= CHALLENGE 1 =
From the Montreal Expos text, list every starting pitcher on the projected roster.

Montreal Expos

  • And Now, YOUR 2004 Montreal…uh, San Juan, uh Monterrey…Expos!: Of the 30 teams in Major League Baseball, none face as much uncertainty as the two clubs at opposite ends of well, pretty much every spectrum–the Yankees and the Expos. With far more money to spend than any other team and an owner looking to clean house at the slightest sign of weakness, the Yankees are expected to completely revamp their roster this off-season. The Expos’ roster is equally full of uncertainty, though for very different reasons:
    • Their best player is a free agent whose salary demands will make him a long shot to return
    • Nearly every other significant player on the 25-man roster is arbitration-eligible, which will sorely test the club’s limited budget
    • That budget is in limbo as Major League Baseball, as always, is taking forever to decide on the Expos’ future

    To get an idea of the challenge Omar Minaya will face constructing a contender for next season, here’s a rough sketch of what the club would look like if it kept every player from its big league roster at the end of the season, with a couple tweaks thrown in. Projected salaries are taken from a combination of this always helpful player contracts site, and best guesses at arbitration awards:

     C: Barrett ($3M), Schneider ($0.3M)
    1B: Cordero ($1M)
    2B: Vidro ($7.75M, $7M base plus incentives kicking in)
    SS: Cabrera ($5.5M)
    3B: Zeile ($0.5M)
    IF: Carroll ($0.3M), Mateo ($0.3M), Macias ($1.0M)
    LF: Wilkerson ($0.3M)
    CF: Chavez ($0.3M)
    RF: Guerrero ($15M)
    OF: Sledge ($0.3M), Calloway ($0.3M)
    SP: Vazquez ($9.5M), L. Hernandez ($6M), O. Hernandez ($4M),
    Armas ($2.5M), Ohka ($1.5M) RP: Biddle ($1.5M), Stewart ($1M), Eischen ($1M),
    Ayala ($0.3M), Cordero ($0.3M), Tucker ($0.3M)

    Keeping almost everyone in place, you get an estimated payroll of just under $64 million. Expos’ players made about $51 million in 2003, but about $6 million of that figure came from other clubs covering the salaries of Livan Hernandez and Orlando Hernandez. Given the Expos’ severely restricted revenue stream, even with 22 “home” games likely to be played in Puerto Rico or Mexico this year…not gonna happen.

    We’ve already assumed the Expos don’t make the dumbest move in the history of pro sports and pick up Fernando Albatross 2004 option. This roster also assumes they don’t bring back Edwards Guzman or Joe Vitiello, and do bring back Wil Cordero and Todd Zeile to man the corners. Hmmm…this team needs help, and we’re already about $20 million over budget.

    A few obvious non-tender candidates help some. Jose Macias should owe the Expos $1 million for his awful performance last year–bringing him back at a $1 million salary makes no sense. There are dozens of Rocky Biddles and Joey Eischens on the secondary talent market, no need to pay more than necessary for the real McCoys. A healthy Scott Stewart is worth keeping at $1 million; an unhealthy one isn’t. El Duque’s a sure non-tender coming off a $4.1 million salary and a lost season. Michael Barrett‘s failed to live up to the hype and is coming off an awful season; he’s expressed interest in coming back for less money, and the Expos may oblige him.

= CHALLENGE 2 =
Please arrange the listing lines, starting at the line containing "Find the clear" and ending at the line containing "MULTIPOLYGON (((240 145, 220", as a JSON list of strings with one string per line and blank lines omitted.

= SUPPLIED MATERIAL =

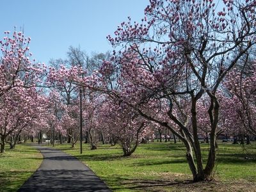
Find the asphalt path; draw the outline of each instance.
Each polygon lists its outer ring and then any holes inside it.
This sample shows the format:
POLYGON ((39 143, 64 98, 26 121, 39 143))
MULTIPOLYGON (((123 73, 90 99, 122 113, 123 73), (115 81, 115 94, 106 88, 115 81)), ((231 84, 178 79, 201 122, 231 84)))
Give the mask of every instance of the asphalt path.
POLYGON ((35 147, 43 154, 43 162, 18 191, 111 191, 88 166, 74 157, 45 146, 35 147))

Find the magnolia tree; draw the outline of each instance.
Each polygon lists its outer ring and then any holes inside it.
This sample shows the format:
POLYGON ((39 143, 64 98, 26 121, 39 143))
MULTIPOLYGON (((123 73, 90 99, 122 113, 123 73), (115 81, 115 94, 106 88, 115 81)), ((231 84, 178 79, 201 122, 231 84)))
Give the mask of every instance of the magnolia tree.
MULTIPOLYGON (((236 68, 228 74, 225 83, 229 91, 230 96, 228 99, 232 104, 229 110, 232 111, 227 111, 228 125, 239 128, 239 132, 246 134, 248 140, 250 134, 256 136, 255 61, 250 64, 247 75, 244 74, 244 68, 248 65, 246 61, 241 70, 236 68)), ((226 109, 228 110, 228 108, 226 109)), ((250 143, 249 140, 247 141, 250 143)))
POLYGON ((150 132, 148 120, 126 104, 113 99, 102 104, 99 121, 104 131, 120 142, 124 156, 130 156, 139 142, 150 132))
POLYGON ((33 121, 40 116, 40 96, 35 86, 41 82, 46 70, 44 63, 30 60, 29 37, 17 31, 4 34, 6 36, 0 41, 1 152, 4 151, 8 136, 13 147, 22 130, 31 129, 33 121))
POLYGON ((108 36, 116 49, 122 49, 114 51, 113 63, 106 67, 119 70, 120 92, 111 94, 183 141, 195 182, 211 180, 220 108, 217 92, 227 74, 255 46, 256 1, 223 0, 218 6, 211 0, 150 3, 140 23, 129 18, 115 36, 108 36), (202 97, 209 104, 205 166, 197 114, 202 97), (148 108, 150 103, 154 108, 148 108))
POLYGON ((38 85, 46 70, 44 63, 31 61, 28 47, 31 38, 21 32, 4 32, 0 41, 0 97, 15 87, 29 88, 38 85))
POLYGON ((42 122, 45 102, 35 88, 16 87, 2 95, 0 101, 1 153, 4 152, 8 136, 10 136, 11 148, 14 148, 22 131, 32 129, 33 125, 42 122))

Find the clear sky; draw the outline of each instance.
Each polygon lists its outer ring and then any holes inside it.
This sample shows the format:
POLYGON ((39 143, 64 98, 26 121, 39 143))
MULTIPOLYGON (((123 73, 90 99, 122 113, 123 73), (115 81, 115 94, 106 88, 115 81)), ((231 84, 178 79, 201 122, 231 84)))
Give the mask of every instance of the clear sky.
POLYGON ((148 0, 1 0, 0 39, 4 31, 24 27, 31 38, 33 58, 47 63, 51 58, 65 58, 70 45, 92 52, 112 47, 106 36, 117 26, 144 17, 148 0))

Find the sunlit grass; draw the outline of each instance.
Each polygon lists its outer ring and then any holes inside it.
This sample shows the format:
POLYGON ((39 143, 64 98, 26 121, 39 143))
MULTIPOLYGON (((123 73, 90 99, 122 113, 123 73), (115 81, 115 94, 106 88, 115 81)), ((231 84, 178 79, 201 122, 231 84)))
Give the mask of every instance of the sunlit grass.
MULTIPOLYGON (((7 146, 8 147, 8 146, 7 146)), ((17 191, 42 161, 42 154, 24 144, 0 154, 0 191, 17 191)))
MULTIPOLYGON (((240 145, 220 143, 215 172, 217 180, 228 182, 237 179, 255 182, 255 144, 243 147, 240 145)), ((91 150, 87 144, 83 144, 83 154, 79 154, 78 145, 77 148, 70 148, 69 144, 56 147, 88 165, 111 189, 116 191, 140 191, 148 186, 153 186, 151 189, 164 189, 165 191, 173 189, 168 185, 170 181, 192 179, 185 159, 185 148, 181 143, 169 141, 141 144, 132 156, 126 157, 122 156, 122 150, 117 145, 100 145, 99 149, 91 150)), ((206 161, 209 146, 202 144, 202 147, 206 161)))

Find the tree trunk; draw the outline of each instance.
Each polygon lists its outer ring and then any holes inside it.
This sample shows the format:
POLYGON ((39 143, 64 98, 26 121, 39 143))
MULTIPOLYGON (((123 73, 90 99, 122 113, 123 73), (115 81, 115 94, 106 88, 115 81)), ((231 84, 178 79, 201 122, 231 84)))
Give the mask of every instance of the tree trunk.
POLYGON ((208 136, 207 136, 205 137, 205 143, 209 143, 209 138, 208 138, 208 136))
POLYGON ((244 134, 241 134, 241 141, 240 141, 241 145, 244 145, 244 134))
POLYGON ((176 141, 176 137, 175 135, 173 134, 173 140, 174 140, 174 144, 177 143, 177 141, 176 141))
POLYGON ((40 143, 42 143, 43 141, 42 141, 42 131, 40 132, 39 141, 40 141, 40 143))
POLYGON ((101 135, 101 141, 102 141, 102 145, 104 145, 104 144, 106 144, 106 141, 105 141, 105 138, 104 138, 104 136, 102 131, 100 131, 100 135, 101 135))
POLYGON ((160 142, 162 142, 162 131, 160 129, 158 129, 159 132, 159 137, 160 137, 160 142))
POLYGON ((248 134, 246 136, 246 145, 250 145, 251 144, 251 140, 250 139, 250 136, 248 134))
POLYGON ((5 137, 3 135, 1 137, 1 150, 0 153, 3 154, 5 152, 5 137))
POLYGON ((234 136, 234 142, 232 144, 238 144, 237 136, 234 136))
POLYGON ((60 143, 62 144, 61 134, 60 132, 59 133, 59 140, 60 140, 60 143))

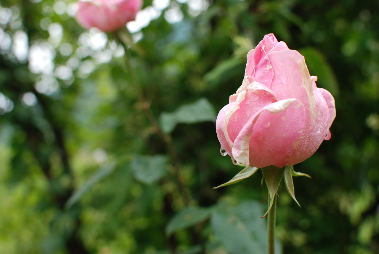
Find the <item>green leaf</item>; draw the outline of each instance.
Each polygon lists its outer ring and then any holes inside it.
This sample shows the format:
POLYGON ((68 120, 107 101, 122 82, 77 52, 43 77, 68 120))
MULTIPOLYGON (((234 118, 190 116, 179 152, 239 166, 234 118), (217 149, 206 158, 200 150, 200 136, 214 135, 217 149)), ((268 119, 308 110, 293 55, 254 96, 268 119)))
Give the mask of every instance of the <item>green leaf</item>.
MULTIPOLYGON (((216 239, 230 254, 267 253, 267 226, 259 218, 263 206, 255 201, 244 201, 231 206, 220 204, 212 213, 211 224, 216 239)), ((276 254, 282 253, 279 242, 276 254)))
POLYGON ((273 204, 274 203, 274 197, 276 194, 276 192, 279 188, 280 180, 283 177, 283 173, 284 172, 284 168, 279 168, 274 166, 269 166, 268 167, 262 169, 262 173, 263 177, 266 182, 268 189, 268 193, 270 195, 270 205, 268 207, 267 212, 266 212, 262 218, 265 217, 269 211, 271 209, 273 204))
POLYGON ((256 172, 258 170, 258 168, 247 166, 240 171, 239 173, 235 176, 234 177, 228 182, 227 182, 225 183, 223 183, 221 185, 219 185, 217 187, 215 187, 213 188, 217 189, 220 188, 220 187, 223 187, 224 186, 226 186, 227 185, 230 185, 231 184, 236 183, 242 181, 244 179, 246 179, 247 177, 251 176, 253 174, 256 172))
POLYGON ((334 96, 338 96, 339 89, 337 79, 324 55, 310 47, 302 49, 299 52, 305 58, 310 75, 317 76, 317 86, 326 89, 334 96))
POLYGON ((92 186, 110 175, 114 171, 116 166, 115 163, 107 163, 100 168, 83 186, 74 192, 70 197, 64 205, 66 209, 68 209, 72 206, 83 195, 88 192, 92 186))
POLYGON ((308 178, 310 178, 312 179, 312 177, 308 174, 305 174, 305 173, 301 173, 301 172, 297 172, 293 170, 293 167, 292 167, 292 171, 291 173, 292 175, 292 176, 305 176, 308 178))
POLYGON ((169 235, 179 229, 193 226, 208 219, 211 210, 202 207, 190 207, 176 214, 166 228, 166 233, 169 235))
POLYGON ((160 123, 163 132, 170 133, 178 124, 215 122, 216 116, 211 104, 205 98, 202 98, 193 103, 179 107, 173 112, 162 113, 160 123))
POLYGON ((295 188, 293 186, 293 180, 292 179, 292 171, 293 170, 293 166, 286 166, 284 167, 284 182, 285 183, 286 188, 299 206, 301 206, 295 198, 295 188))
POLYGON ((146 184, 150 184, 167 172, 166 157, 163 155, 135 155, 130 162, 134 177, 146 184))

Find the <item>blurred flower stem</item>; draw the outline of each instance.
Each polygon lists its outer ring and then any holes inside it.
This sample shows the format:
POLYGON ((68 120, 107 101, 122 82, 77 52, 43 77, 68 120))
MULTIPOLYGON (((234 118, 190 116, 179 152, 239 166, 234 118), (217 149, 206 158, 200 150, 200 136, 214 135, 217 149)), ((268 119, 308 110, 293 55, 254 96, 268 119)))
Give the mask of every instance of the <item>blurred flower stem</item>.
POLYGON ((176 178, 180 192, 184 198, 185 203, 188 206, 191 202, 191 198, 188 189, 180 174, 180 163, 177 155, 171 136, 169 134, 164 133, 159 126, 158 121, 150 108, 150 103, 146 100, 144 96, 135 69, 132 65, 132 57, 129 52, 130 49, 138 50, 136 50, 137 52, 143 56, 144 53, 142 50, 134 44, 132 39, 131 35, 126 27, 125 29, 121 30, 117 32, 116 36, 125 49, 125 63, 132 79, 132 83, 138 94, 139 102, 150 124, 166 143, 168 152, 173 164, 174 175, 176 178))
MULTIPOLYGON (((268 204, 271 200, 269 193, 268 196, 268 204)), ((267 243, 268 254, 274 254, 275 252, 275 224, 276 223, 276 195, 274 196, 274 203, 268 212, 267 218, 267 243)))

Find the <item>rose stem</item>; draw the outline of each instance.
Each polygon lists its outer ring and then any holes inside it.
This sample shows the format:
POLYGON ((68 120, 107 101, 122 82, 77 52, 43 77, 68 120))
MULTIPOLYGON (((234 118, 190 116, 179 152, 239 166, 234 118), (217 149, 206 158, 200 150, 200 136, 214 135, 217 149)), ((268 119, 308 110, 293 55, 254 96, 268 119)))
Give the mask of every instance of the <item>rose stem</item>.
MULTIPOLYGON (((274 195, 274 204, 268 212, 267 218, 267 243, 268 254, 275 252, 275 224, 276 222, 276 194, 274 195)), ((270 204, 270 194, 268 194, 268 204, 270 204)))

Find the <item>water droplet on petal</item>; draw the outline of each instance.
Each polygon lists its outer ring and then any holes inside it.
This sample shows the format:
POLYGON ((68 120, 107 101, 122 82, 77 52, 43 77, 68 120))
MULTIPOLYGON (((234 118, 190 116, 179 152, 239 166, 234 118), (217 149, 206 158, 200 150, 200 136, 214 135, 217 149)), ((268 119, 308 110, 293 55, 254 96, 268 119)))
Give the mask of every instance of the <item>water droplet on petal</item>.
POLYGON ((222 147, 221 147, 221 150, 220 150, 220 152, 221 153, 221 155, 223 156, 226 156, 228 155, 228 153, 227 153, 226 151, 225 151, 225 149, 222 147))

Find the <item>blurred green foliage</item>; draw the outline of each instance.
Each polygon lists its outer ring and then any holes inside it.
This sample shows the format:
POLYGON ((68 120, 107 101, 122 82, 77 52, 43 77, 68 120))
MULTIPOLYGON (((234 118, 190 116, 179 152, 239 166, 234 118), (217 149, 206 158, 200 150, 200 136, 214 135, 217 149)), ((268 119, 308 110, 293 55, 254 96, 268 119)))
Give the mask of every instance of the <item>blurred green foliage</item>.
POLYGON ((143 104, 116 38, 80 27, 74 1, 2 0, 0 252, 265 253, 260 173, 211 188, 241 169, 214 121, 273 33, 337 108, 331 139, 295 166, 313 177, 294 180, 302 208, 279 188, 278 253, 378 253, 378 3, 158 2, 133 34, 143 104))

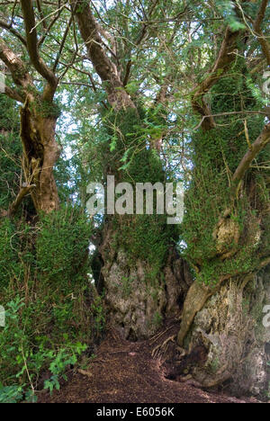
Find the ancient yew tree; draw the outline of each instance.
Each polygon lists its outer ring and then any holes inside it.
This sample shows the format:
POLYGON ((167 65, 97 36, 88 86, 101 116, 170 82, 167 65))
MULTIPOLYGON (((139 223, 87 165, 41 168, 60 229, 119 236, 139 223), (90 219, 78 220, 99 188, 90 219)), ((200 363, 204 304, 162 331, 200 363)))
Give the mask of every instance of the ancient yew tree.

= WORKED SOLUTION 1 =
Vazquez, L. Hernandez, O. Hernandez, Armas, Ohka

= WORKED SOLUTION 2 =
[
  "Find the clear sky; draw the outline of each instance.",
  "Each polygon lists its outer ring and then any holes inside it.",
  "This sample shows the format:",
  "POLYGON ((39 143, 64 98, 26 121, 39 143))",
  "MULTIPOLYGON (((123 73, 90 99, 122 113, 123 73), (115 81, 115 94, 106 88, 115 81)), ((231 84, 178 79, 201 122, 231 84)))",
  "Give the mask of every instance of the clear sky.",
  "POLYGON ((148 0, 1 0, 0 39, 4 31, 24 27, 31 38, 33 58, 47 63, 51 58, 65 58, 70 45, 92 52, 112 47, 106 36, 117 26, 144 17, 148 0))",
  "Find the sunlit grass; draw the outline of each instance.",
  "Each polygon lists its outer ring and then any holes inside it.",
  "This sample shows the format:",
  "POLYGON ((39 143, 64 98, 26 121, 39 143))",
  "MULTIPOLYGON (((123 73, 90 99, 122 113, 123 73), (115 81, 115 94, 106 88, 115 81)), ((231 84, 178 79, 201 122, 231 84)))",
  "Give the mask of every instance of the sunlit grass.",
  "MULTIPOLYGON (((7 146, 8 147, 8 146, 7 146)), ((17 191, 42 161, 42 154, 24 144, 0 154, 0 191, 17 191)))",
  "MULTIPOLYGON (((240 145, 220 143, 215 172, 217 180, 228 182, 237 179, 255 182, 255 144, 243 147, 240 145)), ((91 150, 87 144, 83 144, 83 154, 79 154, 78 145, 77 148, 70 148, 69 144, 56 147, 88 165, 111 189, 116 191, 140 191, 148 186, 153 186, 151 189, 164 189, 165 191, 173 189, 168 185, 170 181, 192 179, 185 159, 185 148, 181 143, 169 141, 141 144, 132 156, 126 157, 122 156, 122 150, 117 145, 100 145, 99 149, 91 150)), ((206 161, 209 146, 202 144, 202 147, 206 161)))"
]